Please rewrite the data from the line with "Pinpoint smile in" up to and including the line with "[[331, 385, 843, 667], [385, 537, 680, 623]]", putting "Locate" in place of "Pinpoint" and leaving everything else unchanged. Omit the pictures from your answer.

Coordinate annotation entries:
____________

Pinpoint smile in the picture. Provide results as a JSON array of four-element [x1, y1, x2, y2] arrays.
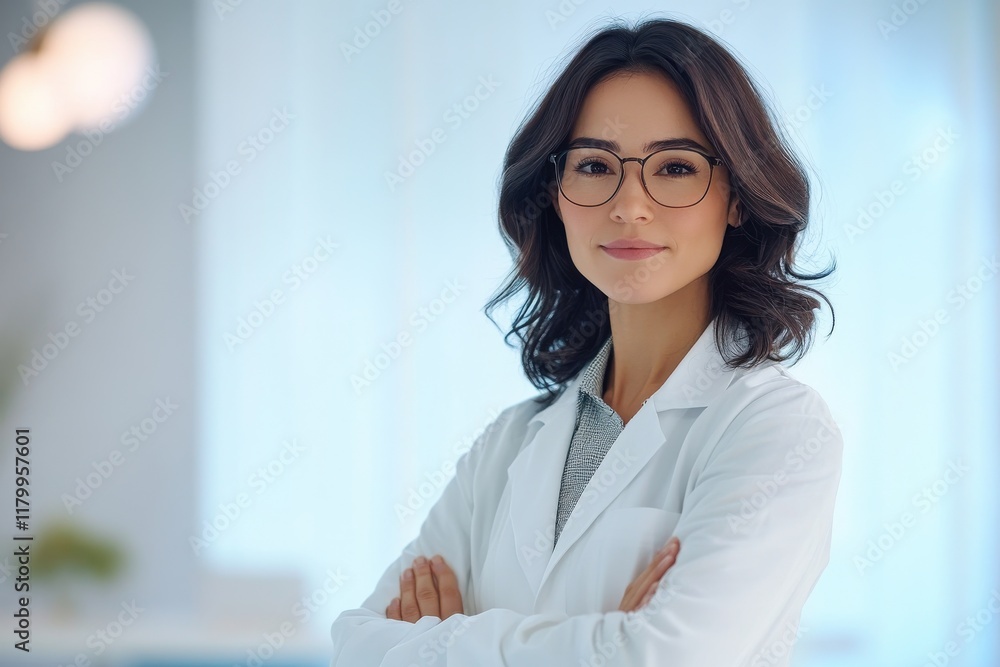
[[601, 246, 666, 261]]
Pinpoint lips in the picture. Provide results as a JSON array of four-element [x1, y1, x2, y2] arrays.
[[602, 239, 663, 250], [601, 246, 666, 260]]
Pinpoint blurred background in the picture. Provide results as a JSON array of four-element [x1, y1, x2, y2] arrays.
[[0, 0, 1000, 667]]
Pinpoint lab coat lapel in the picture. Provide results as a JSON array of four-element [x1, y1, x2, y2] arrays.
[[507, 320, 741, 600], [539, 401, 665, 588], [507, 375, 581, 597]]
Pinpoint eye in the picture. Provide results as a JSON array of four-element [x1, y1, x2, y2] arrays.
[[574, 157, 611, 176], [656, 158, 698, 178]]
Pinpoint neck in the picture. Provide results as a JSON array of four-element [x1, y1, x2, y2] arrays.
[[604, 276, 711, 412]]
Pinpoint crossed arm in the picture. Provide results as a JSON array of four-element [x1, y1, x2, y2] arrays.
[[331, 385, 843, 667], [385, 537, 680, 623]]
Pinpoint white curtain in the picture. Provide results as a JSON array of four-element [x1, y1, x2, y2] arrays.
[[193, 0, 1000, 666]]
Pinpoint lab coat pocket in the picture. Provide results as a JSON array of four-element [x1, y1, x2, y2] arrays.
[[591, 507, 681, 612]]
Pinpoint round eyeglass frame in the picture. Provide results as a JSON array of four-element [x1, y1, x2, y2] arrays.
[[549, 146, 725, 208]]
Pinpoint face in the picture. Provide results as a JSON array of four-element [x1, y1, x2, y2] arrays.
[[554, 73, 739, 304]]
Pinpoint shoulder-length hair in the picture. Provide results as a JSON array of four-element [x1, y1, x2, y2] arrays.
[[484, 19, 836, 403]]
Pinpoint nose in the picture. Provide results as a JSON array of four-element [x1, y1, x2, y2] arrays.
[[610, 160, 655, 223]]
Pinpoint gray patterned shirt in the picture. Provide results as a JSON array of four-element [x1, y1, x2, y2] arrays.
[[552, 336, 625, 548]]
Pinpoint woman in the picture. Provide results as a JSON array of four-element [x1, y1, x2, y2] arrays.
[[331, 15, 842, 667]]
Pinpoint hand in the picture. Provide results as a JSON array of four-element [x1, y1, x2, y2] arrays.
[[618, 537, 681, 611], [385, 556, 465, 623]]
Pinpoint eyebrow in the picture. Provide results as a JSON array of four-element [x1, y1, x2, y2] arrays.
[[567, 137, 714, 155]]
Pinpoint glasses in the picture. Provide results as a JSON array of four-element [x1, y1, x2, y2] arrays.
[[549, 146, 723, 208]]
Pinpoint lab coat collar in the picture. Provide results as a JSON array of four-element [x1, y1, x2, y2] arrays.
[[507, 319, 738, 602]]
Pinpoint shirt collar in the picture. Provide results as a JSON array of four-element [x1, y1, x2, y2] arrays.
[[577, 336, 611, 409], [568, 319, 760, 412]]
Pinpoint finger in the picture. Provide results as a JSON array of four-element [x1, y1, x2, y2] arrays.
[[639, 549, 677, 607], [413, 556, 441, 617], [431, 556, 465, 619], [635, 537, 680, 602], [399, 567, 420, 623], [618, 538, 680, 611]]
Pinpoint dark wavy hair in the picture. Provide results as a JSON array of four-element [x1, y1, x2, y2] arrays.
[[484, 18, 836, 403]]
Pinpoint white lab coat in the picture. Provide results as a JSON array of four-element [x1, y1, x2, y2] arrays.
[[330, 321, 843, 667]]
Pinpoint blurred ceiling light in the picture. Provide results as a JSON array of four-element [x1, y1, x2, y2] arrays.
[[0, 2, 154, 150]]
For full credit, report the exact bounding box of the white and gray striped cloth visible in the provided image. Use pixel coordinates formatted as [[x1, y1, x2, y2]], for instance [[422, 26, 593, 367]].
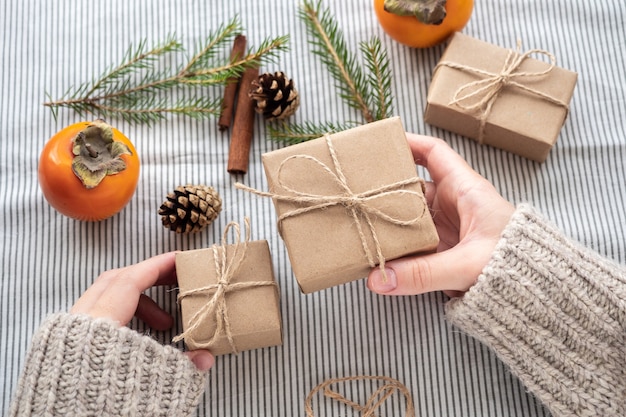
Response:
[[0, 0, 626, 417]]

____________

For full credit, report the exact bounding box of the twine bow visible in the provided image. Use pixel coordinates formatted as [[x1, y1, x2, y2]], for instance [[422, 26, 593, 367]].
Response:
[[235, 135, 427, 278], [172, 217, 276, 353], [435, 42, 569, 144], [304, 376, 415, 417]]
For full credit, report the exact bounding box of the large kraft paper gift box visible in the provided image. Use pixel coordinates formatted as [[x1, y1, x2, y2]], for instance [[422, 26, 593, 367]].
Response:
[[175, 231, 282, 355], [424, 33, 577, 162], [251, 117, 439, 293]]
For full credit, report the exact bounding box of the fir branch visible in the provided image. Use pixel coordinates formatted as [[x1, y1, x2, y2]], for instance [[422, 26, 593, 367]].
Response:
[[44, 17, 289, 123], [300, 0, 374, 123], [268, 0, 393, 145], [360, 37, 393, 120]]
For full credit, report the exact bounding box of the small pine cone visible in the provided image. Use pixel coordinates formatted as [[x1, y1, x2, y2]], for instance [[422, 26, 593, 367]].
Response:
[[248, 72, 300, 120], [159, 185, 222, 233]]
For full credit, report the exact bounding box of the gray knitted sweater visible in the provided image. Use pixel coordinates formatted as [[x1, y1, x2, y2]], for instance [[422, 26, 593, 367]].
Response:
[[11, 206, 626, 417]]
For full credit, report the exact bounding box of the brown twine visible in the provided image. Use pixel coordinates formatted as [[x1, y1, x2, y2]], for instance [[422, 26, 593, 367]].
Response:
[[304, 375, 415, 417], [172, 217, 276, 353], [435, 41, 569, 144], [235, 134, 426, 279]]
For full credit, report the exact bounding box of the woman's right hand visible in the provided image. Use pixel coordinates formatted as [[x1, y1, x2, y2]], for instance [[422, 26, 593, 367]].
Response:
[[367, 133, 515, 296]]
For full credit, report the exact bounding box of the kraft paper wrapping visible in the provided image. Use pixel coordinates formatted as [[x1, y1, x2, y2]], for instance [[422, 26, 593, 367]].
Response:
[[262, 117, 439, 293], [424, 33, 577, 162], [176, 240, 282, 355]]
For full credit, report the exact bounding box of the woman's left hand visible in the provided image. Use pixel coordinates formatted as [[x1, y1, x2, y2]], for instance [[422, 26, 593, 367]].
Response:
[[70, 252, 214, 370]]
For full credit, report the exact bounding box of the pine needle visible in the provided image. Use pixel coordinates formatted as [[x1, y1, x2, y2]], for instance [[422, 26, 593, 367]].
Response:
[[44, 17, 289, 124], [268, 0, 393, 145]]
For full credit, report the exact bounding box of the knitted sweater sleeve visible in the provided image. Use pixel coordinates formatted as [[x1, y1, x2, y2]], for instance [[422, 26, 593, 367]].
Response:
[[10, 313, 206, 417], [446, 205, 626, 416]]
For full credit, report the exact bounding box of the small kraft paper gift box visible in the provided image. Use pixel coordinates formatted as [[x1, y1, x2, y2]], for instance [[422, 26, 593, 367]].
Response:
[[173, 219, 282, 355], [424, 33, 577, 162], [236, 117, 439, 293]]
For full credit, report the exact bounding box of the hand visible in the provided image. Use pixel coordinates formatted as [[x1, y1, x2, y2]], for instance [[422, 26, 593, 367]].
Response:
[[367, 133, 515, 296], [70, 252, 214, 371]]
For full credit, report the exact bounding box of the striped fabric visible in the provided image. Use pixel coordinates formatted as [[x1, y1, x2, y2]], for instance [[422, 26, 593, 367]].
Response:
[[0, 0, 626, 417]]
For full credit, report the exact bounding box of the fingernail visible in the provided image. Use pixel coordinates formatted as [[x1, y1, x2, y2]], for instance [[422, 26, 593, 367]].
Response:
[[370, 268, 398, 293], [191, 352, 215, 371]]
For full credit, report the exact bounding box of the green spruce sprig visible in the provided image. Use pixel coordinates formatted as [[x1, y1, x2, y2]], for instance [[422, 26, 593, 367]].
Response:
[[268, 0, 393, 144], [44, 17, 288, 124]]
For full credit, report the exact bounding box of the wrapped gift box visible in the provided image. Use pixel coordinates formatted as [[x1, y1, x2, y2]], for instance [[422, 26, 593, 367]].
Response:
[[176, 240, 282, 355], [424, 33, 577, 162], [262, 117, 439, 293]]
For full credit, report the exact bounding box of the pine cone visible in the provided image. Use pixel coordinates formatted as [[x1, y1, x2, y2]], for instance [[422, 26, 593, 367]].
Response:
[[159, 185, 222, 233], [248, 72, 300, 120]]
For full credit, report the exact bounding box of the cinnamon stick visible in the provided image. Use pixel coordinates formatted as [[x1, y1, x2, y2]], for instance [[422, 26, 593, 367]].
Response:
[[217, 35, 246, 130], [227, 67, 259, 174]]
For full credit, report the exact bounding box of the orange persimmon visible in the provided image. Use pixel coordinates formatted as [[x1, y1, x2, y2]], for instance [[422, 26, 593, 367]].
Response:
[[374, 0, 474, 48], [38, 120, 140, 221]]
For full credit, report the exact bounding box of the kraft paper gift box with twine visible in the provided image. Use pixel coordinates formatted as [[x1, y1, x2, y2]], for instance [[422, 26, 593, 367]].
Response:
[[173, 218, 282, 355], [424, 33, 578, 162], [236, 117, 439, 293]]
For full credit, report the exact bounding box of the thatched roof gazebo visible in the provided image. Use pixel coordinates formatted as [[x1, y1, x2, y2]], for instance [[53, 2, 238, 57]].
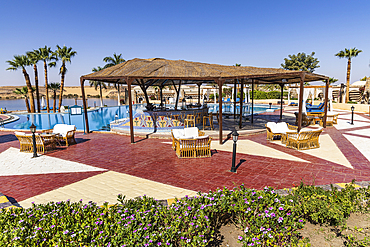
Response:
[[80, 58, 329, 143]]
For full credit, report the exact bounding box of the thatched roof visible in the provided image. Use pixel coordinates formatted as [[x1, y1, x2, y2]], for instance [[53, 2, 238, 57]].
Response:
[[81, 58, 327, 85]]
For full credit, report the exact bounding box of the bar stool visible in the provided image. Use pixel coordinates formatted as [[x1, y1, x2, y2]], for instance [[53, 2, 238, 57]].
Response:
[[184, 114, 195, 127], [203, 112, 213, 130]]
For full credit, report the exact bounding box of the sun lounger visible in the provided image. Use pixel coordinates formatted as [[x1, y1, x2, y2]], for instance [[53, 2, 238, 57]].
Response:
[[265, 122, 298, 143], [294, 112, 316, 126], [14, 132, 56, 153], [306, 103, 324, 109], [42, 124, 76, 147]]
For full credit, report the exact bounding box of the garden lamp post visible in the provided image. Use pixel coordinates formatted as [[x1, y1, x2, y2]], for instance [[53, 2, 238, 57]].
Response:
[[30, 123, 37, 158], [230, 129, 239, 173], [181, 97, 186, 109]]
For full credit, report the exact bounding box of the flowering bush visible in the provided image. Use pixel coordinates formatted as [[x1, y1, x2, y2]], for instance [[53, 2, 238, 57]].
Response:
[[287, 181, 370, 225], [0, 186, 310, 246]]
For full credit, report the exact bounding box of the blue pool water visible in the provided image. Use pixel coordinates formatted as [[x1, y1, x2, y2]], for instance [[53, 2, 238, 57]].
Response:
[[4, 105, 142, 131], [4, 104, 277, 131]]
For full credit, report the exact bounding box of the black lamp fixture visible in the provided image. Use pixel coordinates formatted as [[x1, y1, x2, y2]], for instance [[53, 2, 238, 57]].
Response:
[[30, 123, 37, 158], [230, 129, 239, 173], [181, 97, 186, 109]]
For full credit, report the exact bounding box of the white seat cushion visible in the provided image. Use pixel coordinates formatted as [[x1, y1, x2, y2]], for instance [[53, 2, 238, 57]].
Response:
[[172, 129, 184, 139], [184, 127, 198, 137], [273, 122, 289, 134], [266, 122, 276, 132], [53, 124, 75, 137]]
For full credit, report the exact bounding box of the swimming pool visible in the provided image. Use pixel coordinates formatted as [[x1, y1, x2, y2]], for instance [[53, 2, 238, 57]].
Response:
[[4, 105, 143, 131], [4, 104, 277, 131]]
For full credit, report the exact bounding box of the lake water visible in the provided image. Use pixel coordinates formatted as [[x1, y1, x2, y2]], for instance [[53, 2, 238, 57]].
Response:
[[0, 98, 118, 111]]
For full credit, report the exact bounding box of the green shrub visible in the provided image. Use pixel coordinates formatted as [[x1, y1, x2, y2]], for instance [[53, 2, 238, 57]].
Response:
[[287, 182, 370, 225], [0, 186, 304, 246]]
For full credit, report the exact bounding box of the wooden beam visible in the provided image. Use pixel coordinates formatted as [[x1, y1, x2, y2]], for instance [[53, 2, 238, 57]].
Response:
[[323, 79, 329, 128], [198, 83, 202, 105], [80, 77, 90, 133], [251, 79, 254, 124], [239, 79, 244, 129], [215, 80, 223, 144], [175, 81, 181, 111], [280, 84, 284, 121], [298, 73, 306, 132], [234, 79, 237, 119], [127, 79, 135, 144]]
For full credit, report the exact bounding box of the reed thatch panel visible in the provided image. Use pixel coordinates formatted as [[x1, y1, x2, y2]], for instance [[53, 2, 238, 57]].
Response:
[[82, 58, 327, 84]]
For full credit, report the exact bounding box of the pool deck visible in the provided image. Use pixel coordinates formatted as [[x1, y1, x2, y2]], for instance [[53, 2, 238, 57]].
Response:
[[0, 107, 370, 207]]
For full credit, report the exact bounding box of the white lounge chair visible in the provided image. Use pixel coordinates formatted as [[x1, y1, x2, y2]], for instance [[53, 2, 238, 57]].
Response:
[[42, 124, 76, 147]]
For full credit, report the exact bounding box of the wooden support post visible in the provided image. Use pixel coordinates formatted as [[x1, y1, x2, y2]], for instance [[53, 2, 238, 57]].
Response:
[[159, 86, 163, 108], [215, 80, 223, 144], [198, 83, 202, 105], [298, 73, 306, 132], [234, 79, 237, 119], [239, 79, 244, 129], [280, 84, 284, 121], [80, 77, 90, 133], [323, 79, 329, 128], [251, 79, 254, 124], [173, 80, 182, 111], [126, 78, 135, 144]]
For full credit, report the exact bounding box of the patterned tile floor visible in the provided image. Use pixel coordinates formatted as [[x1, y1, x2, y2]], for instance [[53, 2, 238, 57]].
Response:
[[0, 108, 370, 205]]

____________

**The result**
Locate smile in the picture. Provide results as a JSON array of four-element [x1, y1, x2, y2] arrays.
[[601, 246, 666, 261]]
Locate lips in the picture. Provide results as a JSON array of four-element [x1, y1, x2, y2] arrays.
[[602, 239, 663, 250], [601, 246, 666, 260]]
Locate blurred background in the picture. Provide results as a JSON array of four-element [x1, y1, x2, y2] arrays.
[[0, 0, 1000, 667]]
Locate lab coat lapel in the picture. Provide results as a JSON array of four-element [x1, y1, x2, y2] arrays.
[[507, 320, 741, 600], [539, 401, 665, 588], [507, 375, 581, 597]]
Locate eye in the picture. Provide results as a JSON array of four-element [x1, y1, x2, y2] arrays.
[[574, 157, 611, 176], [656, 158, 698, 178]]
Locate neck in the picture. Provide results as a JSON array of four-element [x1, y1, x2, y2] arrays.
[[604, 276, 711, 412]]
Locate crossed arm in the picture. Provide results as a JSON array of four-element [x1, y1, x2, y2] arrays.
[[331, 385, 843, 667], [385, 537, 680, 623]]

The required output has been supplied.